**** Data extract ****

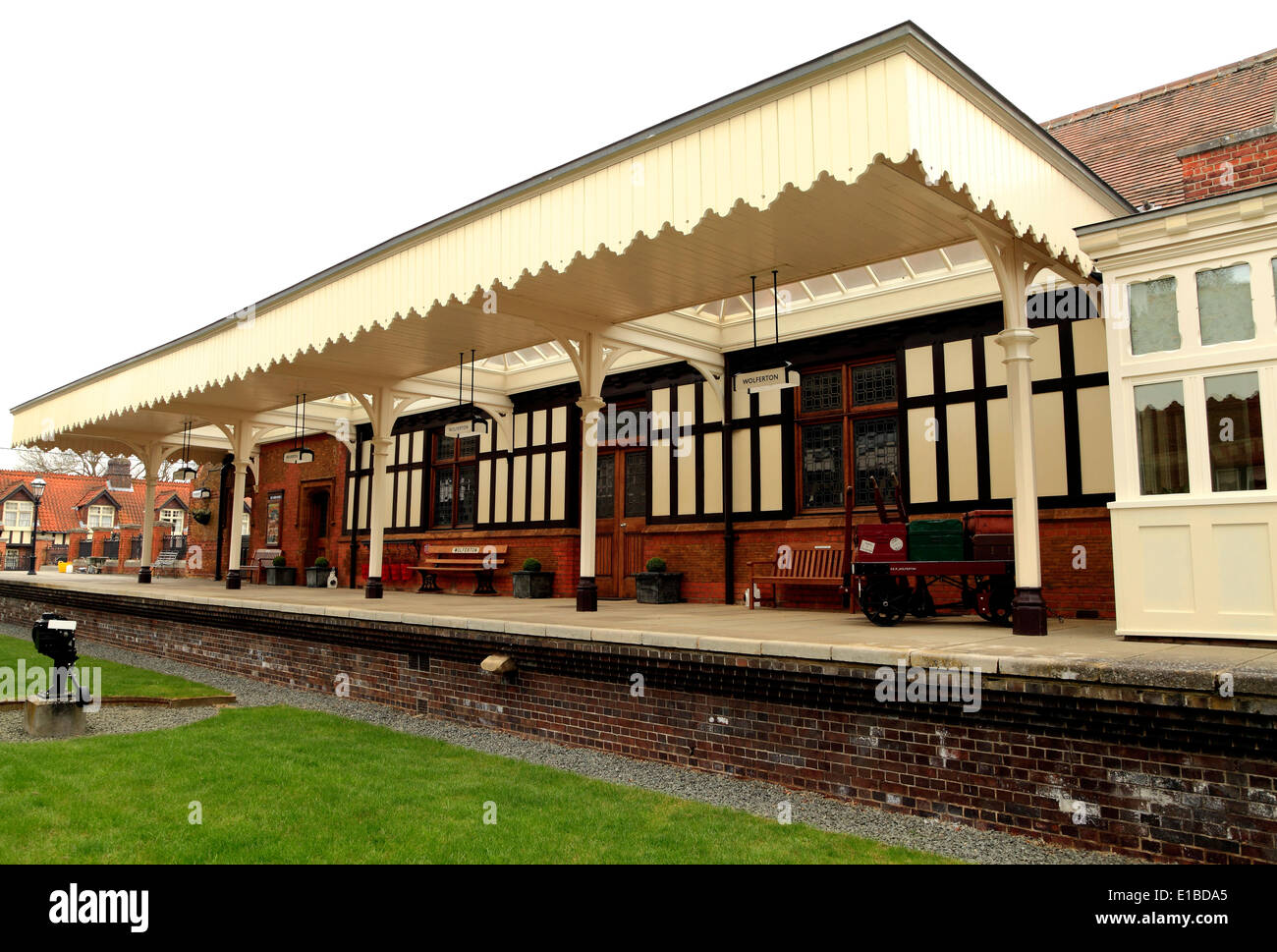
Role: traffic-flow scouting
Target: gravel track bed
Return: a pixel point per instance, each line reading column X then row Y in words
column 945, row 838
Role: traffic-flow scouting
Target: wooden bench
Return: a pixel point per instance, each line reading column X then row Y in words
column 258, row 562
column 804, row 565
column 451, row 557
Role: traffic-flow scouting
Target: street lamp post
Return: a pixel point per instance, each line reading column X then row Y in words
column 37, row 488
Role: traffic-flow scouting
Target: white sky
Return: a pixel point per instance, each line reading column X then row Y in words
column 166, row 164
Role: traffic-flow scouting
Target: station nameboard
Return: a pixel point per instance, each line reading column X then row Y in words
column 771, row 378
column 465, row 428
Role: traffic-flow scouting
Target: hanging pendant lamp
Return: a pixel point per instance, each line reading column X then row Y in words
column 299, row 454
column 186, row 472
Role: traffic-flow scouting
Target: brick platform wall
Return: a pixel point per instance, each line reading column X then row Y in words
column 1171, row 774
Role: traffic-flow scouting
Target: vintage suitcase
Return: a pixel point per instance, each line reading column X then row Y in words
column 936, row 540
column 992, row 547
column 988, row 522
column 881, row 543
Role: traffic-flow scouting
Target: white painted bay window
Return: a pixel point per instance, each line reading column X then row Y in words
column 1224, row 305
column 1154, row 315
column 1235, row 432
column 1161, row 438
column 174, row 517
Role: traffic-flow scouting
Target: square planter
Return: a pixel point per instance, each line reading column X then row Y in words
column 284, row 575
column 317, row 575
column 658, row 588
column 532, row 585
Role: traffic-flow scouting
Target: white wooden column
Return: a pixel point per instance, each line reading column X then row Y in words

****

Challenge => Please copy out every line of the records above unchanged, leaving out the pictures.

Response =>
Role: traffic-flow scouting
Target: gravel track bed
Return: a pixel point per instance, each line reading column X then row Y in words
column 945, row 838
Role: traffic-flow scouting
Target: wooden bench
Return: a pixel point per instance, each line reading column X then row Y in words
column 258, row 562
column 804, row 565
column 451, row 557
Role: traffic-flow scouting
Target: street lamp post
Return: a pixel point per instance, each line reading column X then row Y in words
column 37, row 488
Role: traffic-flow scouting
Target: white sky
Return: a pixel point per instance, each line reading column X then row Y in words
column 166, row 164
Role: traffic-flow scouting
Target: station nameboard
Return: a pixel point per instance, each line reading column X then row Y in words
column 771, row 378
column 465, row 428
Role: traffic-flow scouting
Target: hanging pendant lamp
Return: a pixel point per instance, each line reading column X then row Y in words
column 299, row 454
column 186, row 472
Role: traffic-flow scouting
Target: brick platform wall
Return: a pixel point per instance, each line reading column X then row Y in words
column 1171, row 774
Role: traffic-flow scouting
Target: vintage suitcase
Return: a pixel point per instance, each line reading column X then row Y in words
column 936, row 540
column 992, row 547
column 988, row 522
column 881, row 543
Role: traffic-flow scouting
Target: white painted bay window
Return: a pixel point per instance, each line reading column X then row Y in words
column 1224, row 305
column 1154, row 315
column 1235, row 432
column 1161, row 438
column 174, row 517
Role: traffic-flow scouting
Target: square planter
Return: a pixel point per instance, each line reading column X then row Y in words
column 284, row 575
column 317, row 575
column 658, row 588
column 532, row 585
Role: traffic-flow scouting
Target: white wooden column
Return: a pixel point per instance, each line reading column X then row Y in words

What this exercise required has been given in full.